Travelers to England from abroad could face a shorter spell in quarantine from mid-December, the UK government announced Tuesday in a move welcomed by the battered aviation sector.
From December 15, travelers arriving by air, ferry or train can end their quarantine if testing negative for Covid-19 at least five days after their arrival.
New arrivals now have to self-isolate for 14 days, while Britain has recorded more than 55,000 deaths of people testing positive for coronavirus, the highest figure in Europe.
“This is a hugely welcome step that will begin the process of opening up international travel and restarting UK aviation,” trade body Airlines UK said in a statement, as the government prepares also to lift England’s lockdown next week.
Airlines UK, however, added that it wanted to see “a pre-departure or domestic testing regime that can remove safely the need for self-isolation altogether, as quickly as possible.”
This was echoed by Johan Lundgren, chief executive of British no-frills airline EasyJet.
“We have always said that implementing an effective testing regime which reduces the length of quarantine is key to getting people traveling again,” he said in a statement.
Under the relaxed plans, passengers will have to book a private screening and quarantine beforehand.
Those who choose not to be tested will have to observe a two-week quarantine.
“Our new testing strategy will allow us to travel more freely, see loved ones and drive international business,” said Transport Secretary Grant Shapps.
“By giving people the choice to test on day five, we are also supporting the travel industry as it continues to rebuild out of the pandemic.”
The UK government sets transport policy for England. The devolved administrations in Scotland, Wales and Northern Ireland set their own.
London changed course after seeing evidence that a test after five days of self-isolation “provides materially better results” than just having a test on arrival.
The new strategy is accompanied by a financial support plan for commercial airports in England.
“The aviation industry is vital to our economy – creating jobs and driving growth,” said finance minister Rishi Sunak.
“This new package of support for airports, alongside a new testing regime for international arrivals, will help the sector take off once again as we build back better from the pandemic,” the chancellor of the exchequer said.

* _Data under study_:
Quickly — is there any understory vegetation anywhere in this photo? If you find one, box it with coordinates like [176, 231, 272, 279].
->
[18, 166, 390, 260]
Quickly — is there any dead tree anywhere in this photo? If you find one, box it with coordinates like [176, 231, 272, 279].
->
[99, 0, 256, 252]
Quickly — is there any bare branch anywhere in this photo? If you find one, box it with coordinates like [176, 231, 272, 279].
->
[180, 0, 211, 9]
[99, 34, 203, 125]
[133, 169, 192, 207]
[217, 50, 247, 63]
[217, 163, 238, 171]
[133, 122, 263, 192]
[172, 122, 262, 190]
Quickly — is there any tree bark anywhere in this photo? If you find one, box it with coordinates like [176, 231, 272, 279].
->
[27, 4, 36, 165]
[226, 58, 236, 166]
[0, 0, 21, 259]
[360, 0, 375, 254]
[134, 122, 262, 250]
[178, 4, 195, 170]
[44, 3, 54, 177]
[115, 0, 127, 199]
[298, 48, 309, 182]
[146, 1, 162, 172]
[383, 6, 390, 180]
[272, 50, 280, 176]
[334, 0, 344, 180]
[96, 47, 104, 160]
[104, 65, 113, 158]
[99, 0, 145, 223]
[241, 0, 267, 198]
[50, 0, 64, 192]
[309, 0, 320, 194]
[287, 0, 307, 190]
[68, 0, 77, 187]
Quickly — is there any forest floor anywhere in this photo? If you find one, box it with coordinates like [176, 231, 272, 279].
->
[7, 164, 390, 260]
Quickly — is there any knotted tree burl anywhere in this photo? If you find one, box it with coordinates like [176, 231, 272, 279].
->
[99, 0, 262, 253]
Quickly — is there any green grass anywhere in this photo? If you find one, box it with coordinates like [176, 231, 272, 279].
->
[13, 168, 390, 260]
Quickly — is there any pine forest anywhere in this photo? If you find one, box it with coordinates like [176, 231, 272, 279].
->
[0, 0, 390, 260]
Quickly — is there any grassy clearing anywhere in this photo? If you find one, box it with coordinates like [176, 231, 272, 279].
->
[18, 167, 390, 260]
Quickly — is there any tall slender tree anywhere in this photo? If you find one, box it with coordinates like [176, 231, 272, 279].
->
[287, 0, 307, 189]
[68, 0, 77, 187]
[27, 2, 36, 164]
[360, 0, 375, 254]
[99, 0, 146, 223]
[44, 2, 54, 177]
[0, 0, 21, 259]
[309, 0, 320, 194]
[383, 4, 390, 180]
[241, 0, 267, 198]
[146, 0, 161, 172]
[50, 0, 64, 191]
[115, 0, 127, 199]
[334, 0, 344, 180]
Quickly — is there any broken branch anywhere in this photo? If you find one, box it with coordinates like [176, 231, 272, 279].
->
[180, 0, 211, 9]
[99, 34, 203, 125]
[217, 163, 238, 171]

--

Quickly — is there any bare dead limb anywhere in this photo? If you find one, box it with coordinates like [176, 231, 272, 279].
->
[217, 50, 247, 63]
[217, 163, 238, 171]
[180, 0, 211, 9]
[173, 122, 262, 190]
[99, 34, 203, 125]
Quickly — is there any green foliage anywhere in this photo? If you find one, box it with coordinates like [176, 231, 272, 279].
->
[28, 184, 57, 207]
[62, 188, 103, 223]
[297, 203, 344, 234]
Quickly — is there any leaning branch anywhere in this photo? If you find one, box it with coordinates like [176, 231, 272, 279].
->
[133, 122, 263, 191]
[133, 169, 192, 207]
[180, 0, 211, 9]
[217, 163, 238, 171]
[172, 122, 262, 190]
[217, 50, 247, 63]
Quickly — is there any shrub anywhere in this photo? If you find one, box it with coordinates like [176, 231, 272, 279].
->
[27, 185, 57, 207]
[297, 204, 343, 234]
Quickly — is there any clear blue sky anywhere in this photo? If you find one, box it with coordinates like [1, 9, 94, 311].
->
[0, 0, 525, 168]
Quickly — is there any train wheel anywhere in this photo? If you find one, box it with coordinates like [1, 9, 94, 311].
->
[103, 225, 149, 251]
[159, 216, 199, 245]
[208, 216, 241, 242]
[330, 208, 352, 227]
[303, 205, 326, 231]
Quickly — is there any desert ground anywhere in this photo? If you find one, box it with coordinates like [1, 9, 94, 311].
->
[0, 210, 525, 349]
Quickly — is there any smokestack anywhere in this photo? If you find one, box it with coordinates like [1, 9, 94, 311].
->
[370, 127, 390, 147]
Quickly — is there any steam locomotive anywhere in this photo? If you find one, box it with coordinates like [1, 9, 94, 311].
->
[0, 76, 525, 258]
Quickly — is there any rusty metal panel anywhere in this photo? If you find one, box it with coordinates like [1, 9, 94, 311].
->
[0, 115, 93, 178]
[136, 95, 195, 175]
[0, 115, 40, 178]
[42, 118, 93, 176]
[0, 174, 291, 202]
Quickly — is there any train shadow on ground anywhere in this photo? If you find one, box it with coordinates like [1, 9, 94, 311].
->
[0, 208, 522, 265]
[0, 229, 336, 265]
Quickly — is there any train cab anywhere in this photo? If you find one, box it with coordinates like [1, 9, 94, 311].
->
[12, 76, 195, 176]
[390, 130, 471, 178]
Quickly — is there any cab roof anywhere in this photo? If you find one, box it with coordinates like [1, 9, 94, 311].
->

--

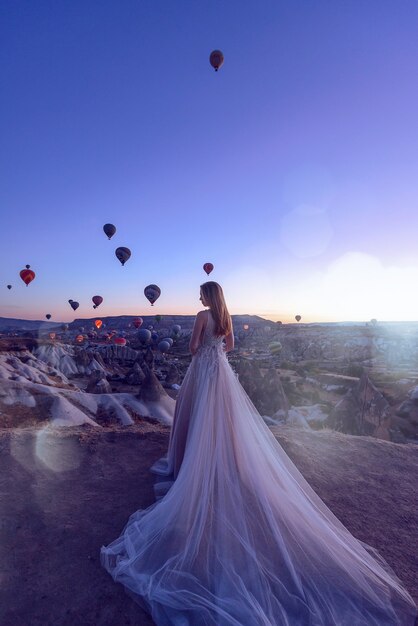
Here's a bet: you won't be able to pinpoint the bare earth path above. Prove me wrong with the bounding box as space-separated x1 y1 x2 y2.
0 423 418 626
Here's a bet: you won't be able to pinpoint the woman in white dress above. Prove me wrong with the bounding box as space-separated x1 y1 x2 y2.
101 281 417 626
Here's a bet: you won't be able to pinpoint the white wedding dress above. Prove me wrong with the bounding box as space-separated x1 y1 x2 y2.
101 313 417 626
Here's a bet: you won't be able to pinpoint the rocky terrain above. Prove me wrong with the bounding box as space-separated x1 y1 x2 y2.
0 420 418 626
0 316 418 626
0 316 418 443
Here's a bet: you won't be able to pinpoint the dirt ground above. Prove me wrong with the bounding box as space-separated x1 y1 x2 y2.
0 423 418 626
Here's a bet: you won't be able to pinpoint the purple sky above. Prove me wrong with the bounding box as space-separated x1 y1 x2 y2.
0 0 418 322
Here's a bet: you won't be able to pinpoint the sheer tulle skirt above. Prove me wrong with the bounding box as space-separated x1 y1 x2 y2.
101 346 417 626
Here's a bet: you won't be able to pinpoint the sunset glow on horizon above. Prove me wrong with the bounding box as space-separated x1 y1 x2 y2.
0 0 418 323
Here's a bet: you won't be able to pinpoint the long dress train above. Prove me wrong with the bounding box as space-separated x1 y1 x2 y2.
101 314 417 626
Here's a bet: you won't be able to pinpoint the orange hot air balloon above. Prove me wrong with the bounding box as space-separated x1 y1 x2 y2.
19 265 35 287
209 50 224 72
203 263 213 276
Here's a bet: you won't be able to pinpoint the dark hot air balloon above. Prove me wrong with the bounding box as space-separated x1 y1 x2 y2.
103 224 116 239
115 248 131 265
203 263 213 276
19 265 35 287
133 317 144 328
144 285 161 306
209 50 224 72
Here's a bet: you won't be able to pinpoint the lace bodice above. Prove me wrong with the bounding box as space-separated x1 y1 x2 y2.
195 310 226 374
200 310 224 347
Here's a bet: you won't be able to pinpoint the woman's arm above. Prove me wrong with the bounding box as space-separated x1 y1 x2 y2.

* _What is needed_:
Reproduce, word for word, the stretch of the quarantine article from "The new strategy" through "the exchequer said.". Draw only on the article about England's travel quarantine, not on the lines.

* _Task output_:
The new strategy is accompanied by a financial support plan for commercial airports in England.
“The aviation industry is vital to our economy – creating jobs and driving growth,” said finance minister Rishi Sunak.
“This new package of support for airports, alongside a new testing regime for international arrivals, will help the sector take off once again as we build back better from the pandemic,” the chancellor of the exchequer said.